Task set
- a) Answer these questions from the passage about Çerçiz Topulli Square, marking each answer (i), (ii) or (iii):
(i) Which street is the square actually a widened part of?
(ii) Who erected the monument in the square, and in what year?
(iii) On what date was the rally in the square held?
- b) Sum up the passage about Çerçiz Topulli Square in two sentences.
- c) Write what comes next in the passage about Çerçiz Topulli Square, starting right after its last sentence.

= Çerçiz Topulli Square =

Square in Gjirokastër, Albania

Çerçiz Topulli Square (Sheshi „Çerçiz Topulli“) is a town square located in Gjirokastër, Albania. In fact, it is actually a widened street (Rruga Gjin Zenebisi, Gjin Zenebisi Street) located east of the entrance of Qafa e Pazarit (Bazaar Pass) The city's Old Bazaar begins at the upper corner (west) of the square.

The square is named after Çerçiz Topulli, Albanian hero born in Gjirokastër. Within the square is a monument also dedicated to him. It was erected in 1934 by Odhise Paskali, an Albanian realist sculptor. On the monument is a bullet hole inflicted by an Italian soldier during the Occupation of Albania during World War II.

== History ==
A rally was held in the square on 17 May 1944. While Albanian politician Ismail Golemi gave a speech, a hand grenade was thrown into the crowd, effectively killing seven people: Aleko Kekezi, Miro Sporeja, Gole Gushi, Asaf Gjebrea, Fato Gozhita, Skënder Çina and Arshi Mezini.

Stored data entries
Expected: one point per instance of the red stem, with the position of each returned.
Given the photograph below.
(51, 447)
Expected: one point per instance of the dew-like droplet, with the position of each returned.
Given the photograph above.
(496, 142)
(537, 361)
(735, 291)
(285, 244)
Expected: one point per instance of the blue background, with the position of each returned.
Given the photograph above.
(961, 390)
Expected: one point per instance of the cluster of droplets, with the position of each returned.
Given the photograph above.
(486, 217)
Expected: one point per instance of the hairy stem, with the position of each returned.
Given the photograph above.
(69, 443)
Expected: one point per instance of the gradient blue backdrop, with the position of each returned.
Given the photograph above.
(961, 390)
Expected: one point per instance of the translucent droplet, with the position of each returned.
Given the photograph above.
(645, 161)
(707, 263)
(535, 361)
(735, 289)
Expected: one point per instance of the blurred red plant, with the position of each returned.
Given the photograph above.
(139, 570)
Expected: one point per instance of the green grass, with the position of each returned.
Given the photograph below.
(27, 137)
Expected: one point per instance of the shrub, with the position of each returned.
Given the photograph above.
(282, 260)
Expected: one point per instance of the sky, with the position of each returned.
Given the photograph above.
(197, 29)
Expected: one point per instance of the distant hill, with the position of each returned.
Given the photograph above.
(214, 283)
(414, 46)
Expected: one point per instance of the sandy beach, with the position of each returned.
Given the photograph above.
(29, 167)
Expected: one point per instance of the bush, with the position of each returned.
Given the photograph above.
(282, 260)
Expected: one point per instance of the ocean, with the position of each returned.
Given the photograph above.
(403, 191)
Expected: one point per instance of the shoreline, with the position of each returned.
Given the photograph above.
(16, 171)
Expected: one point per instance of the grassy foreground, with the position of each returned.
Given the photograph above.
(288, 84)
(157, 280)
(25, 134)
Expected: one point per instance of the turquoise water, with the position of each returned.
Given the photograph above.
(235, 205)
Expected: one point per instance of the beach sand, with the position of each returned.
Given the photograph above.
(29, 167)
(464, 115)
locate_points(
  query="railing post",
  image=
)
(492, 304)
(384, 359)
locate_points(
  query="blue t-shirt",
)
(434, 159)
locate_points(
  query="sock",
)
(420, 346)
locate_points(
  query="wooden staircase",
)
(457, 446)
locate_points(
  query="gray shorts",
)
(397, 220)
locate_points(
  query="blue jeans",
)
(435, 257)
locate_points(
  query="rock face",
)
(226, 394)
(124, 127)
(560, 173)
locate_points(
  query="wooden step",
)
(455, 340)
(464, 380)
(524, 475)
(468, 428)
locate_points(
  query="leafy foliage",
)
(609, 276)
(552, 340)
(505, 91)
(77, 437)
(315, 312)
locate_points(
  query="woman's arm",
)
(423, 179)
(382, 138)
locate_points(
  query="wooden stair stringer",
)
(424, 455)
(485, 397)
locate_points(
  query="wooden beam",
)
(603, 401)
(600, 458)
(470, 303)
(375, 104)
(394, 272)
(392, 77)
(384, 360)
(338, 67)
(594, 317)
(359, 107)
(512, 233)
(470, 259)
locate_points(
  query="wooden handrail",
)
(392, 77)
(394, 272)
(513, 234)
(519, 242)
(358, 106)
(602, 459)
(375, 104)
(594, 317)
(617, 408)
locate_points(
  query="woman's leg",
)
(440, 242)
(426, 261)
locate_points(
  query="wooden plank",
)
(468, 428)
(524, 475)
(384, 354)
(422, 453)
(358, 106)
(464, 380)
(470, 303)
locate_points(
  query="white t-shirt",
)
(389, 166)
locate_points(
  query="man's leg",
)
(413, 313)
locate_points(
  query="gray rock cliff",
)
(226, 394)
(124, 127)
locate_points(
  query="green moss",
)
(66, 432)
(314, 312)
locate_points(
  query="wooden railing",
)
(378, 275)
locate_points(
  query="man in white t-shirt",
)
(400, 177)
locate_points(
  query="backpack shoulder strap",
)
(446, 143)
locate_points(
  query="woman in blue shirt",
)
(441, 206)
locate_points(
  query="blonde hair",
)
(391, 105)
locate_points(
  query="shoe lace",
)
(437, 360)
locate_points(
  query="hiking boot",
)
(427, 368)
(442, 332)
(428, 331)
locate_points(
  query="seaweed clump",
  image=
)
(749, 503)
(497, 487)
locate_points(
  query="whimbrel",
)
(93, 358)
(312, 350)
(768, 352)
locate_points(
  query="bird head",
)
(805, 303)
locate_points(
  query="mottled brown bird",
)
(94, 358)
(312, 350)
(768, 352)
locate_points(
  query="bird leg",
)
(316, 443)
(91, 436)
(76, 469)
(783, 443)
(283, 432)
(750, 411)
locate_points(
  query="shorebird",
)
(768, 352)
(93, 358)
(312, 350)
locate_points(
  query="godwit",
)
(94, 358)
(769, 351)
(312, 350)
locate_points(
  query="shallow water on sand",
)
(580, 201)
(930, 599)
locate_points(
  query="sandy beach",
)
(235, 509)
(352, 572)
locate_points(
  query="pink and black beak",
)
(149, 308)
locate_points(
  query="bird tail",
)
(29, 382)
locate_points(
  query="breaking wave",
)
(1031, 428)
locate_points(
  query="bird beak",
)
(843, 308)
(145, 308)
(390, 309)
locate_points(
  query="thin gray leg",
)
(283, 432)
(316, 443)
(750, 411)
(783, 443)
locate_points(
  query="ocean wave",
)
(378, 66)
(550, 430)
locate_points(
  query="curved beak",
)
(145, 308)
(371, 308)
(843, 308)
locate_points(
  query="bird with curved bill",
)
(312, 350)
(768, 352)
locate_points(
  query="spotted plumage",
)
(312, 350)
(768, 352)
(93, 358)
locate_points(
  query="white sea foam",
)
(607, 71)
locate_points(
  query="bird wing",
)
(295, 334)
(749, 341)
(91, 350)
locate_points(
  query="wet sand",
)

Answers below
- a)
(i) Rruga Gjin Zenebisi (Gjin Zenebisi Street)
(ii) Odhise Paskali, in 1934
(iii) 17 May 1944

- b) Çerçiz Topulli Square in Gjirokastër, Albania, is a widened street named after Çerçiz Topulli, and it holds a 1934 monument to him by Odhise Paskali that bears a bullet hole from an Italian soldier. During a rally there on 17 May 1944, a hand grenade was thrown into the crowd while Ismail Golemi was speaking, killing seven people.

- c)
A more detailed account was provided by Myzafer Malile, a veteran of the Albanian National Liberation Movement. He reports that the rally was initially staged by Ismail Golemi, and was truly meant to be massacre. Golemi and several of his colleagues were located in a balcony above the square. Every citizen of Gjirokastër were to participate in the rally, where, because the square was to be flooded by people, no one could hide. Upon the opening of the "rally," a person behind the mayor was to throw a hand grenade into the middle of the crowd. This grenade was indeed thrown into the crowd, killing three people, and many left injured. Among those killed was a shoemaker of the Balloma clan from the Varosh neighbourhood. In panic, Golemi grabbed a rifle and fired it, sending the crowd into a frenzy.

Immediately after the rally, Ballistët (members of Balli Kombëtar) patrols were launched throughout the city. A patrol of three men that circulated in the neighborhood of Hazmurat shot 25-year-old Arshi Mezini in the front gate of Mehmet Terihati's household. Wounded, Terihati's mother attempted to bring Mezini to a hospital. However, Mezini died before reaching the hospital.

In an act to cover the crime, Balli Kombëtar falsely blamed guerrilla leaders as planting the grenade-throwing person into the crowd.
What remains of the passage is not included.